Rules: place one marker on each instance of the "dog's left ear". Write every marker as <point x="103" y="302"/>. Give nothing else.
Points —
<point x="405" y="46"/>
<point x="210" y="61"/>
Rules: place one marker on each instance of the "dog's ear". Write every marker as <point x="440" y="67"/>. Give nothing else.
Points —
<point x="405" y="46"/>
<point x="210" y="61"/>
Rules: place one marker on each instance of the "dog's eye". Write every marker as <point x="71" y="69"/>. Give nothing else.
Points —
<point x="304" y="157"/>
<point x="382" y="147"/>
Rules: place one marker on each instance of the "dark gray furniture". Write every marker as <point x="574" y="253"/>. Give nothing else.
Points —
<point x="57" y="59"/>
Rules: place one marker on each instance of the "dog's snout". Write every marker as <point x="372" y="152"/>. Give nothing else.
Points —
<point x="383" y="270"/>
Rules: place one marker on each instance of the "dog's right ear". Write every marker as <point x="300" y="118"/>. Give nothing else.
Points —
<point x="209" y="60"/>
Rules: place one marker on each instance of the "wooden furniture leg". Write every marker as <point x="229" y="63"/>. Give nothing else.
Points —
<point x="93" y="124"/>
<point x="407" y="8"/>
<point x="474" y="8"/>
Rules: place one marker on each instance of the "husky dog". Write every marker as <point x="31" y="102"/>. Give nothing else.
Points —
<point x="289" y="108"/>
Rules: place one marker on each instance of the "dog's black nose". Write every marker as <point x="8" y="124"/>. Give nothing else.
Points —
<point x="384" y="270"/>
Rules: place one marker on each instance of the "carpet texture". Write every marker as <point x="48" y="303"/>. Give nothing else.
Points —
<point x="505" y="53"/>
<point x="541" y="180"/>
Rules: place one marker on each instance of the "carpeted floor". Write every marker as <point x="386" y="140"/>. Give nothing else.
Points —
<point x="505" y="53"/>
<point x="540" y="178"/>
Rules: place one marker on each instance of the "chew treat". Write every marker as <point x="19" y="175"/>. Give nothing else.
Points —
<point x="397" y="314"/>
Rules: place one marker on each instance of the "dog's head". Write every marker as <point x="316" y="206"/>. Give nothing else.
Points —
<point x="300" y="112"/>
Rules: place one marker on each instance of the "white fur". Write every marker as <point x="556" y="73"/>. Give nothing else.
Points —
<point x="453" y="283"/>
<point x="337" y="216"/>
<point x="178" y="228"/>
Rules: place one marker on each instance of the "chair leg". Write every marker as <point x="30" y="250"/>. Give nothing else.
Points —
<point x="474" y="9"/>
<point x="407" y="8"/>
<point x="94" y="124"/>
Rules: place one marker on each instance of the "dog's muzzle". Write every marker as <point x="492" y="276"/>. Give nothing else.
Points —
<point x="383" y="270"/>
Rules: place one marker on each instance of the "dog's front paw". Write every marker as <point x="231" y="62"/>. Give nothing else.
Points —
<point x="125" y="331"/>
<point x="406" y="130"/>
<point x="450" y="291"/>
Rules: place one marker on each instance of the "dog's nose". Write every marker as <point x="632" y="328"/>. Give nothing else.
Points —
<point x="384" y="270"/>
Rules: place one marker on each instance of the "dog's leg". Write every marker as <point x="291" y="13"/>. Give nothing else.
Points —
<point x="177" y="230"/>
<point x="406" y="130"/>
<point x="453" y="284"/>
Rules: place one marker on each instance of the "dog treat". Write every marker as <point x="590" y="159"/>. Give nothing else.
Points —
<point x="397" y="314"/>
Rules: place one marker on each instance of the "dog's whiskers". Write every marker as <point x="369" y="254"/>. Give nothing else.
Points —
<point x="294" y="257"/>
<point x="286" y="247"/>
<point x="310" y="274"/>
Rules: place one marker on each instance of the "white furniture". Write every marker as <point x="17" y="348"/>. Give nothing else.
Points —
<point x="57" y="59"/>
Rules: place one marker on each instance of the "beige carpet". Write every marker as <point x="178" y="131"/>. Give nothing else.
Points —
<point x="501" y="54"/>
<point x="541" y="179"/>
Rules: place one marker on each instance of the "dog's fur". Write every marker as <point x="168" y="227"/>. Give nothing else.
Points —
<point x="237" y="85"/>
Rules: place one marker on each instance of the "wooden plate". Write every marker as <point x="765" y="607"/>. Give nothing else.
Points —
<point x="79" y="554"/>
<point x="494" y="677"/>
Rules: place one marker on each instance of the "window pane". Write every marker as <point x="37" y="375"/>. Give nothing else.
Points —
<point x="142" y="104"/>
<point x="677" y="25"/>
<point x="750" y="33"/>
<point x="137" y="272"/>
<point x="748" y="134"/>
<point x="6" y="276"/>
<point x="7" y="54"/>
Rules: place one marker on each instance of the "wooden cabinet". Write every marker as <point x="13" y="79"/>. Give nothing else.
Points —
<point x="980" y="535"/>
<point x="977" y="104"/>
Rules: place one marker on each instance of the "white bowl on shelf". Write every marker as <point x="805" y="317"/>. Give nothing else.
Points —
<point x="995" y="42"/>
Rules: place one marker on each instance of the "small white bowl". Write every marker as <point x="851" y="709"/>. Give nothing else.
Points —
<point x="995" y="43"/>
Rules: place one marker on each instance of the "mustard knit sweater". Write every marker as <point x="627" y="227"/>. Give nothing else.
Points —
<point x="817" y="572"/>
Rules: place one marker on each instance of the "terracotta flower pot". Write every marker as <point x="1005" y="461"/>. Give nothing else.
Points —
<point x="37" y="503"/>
════════
Output all of the data above without any alteration.

## Response for this exercise
Rules: place one marker on each instance of the "dog's left ear". Write every marker as <point x="103" y="302"/>. Give nothing else.
Points —
<point x="405" y="46"/>
<point x="210" y="61"/>
Rules: place one marker on each instance of the "dog's ear". Write every marker as <point x="440" y="67"/>. Give nothing else.
Points —
<point x="405" y="46"/>
<point x="210" y="61"/>
Rules: place one marker on each instance of the "dog's eye". Write every marker as <point x="71" y="69"/>. Give nothing else.
Points —
<point x="304" y="157"/>
<point x="382" y="147"/>
Rules: place one marker on each instance of the "dark gray furniture". Write every marker as <point x="574" y="253"/>. Give nothing else.
Points —
<point x="57" y="59"/>
Rules: place one marker on each instance of the "dog's snout". Write every marker as <point x="372" y="152"/>. Give nothing else.
Points —
<point x="383" y="270"/>
Rules: place one marker on each instance of the "dog's right ear". Write every marker as <point x="300" y="118"/>. Give nothing else.
Points —
<point x="209" y="60"/>
Rules: place one marker on each instance of the "wooden furniture leg". Write every marker as <point x="229" y="63"/>. Give nothing else.
Points —
<point x="93" y="124"/>
<point x="407" y="8"/>
<point x="474" y="8"/>
Rules: place one marker on each instance of the "husky dog". Write every marker as <point x="31" y="102"/>. Give nothing else.
Points —
<point x="289" y="108"/>
Rules: place one marker on each instance of the "dog's black nose". Write every marker as <point x="8" y="124"/>. Give nothing else.
Points —
<point x="384" y="270"/>
Rules: place one marker on each instance of the "carpet texture". Write every marker as <point x="48" y="303"/>. Give nothing else.
Points —
<point x="505" y="53"/>
<point x="541" y="180"/>
Rules: place one marker on each instance of the "carpeted floor". Write every marker as <point x="386" y="140"/>. Give nothing else.
Points —
<point x="505" y="53"/>
<point x="540" y="178"/>
Rules: place one marker on each instance of the "chew treat". Write every marker as <point x="19" y="175"/>. Give nothing else.
Points —
<point x="397" y="314"/>
Rules: place one marker on each instance of the "dog's head". Write every marker as <point x="316" y="206"/>. Give nothing else.
Points —
<point x="300" y="112"/>
Rules: place one marker on each instance of the "white fur". Write every marker as <point x="556" y="73"/>. Give nothing else.
Points —
<point x="453" y="283"/>
<point x="337" y="216"/>
<point x="178" y="228"/>
Rules: place one marker on each instance of the "chair leg". Write every marker as <point x="30" y="250"/>. Give nothing else.
Points —
<point x="474" y="9"/>
<point x="407" y="8"/>
<point x="94" y="124"/>
Rules: place one marker on each instance of the "dog's muzzle". Write every marker as <point x="492" y="276"/>. Give nothing else.
Points —
<point x="383" y="270"/>
Rules: place one marker on each instance of the "dog's front paw". Write every marker as <point x="231" y="62"/>. Give nothing else.
Points —
<point x="125" y="331"/>
<point x="406" y="130"/>
<point x="450" y="291"/>
Rules: place one marker on each instance of the "dog's nose". Write every marker as <point x="632" y="328"/>. Give nothing else.
Points —
<point x="384" y="270"/>
Rules: place one marker on each instance of the "dog's leg". Write every marker as <point x="291" y="13"/>. Give nothing else.
Points —
<point x="177" y="230"/>
<point x="406" y="130"/>
<point x="453" y="284"/>
Rules: place one marker on each instance of the "dog treat". Write every marker as <point x="590" y="159"/>. Give nothing else.
Points —
<point x="397" y="314"/>
Rules: place one marker on each instance of the "dog's whiskers". Write every marker as <point x="369" y="254"/>. Give nothing else.
Points —
<point x="294" y="257"/>
<point x="286" y="247"/>
<point x="310" y="274"/>
Rules: place one marker on each instance of the "white furniture". Write every marker as <point x="17" y="348"/>. Give nothing else.
Points —
<point x="57" y="59"/>
Rules: place one marker on each instance of the "beige carpet". Write every marker as <point x="178" y="131"/>. Give nothing else.
Points —
<point x="501" y="54"/>
<point x="541" y="179"/>
Rules: place one marker on each instance of the "dog's fur". Write every marker as <point x="168" y="227"/>. Give nothing else.
Points —
<point x="237" y="85"/>
Rules: place one marker on each instance of the "wooden plate". Write every marker as <point x="765" y="607"/>. Give nothing else.
Points —
<point x="79" y="554"/>
<point x="494" y="677"/>
Rules: place one marker on each instance of the "window pane". Write every marker as <point x="37" y="375"/>. Give nothing else.
Points —
<point x="142" y="104"/>
<point x="677" y="25"/>
<point x="750" y="33"/>
<point x="137" y="272"/>
<point x="748" y="134"/>
<point x="6" y="276"/>
<point x="7" y="54"/>
Rules: place one marker on each instance of the "wooden cabinet". Write every marker as <point x="13" y="79"/>. Give nothing else.
Points —
<point x="980" y="535"/>
<point x="977" y="104"/>
Rules: place one marker on each instance of the "white bowl on shelf". Write every marker as <point x="805" y="317"/>. Give nothing else.
Points —
<point x="995" y="42"/>
Rules: place one marker on each instance of the "small white bowl". Write every marker as <point x="851" y="709"/>. Give nothing else.
Points —
<point x="995" y="43"/>
Rules: place one marker on each instance of the "mustard knit sweater". Write every marker as <point x="627" y="227"/>. Give nothing else.
Points —
<point x="817" y="572"/>
Rules: place one marker on each instance of the "terracotta flower pot". Write every marker as <point x="1005" y="461"/>. Give nothing else.
Points —
<point x="37" y="503"/>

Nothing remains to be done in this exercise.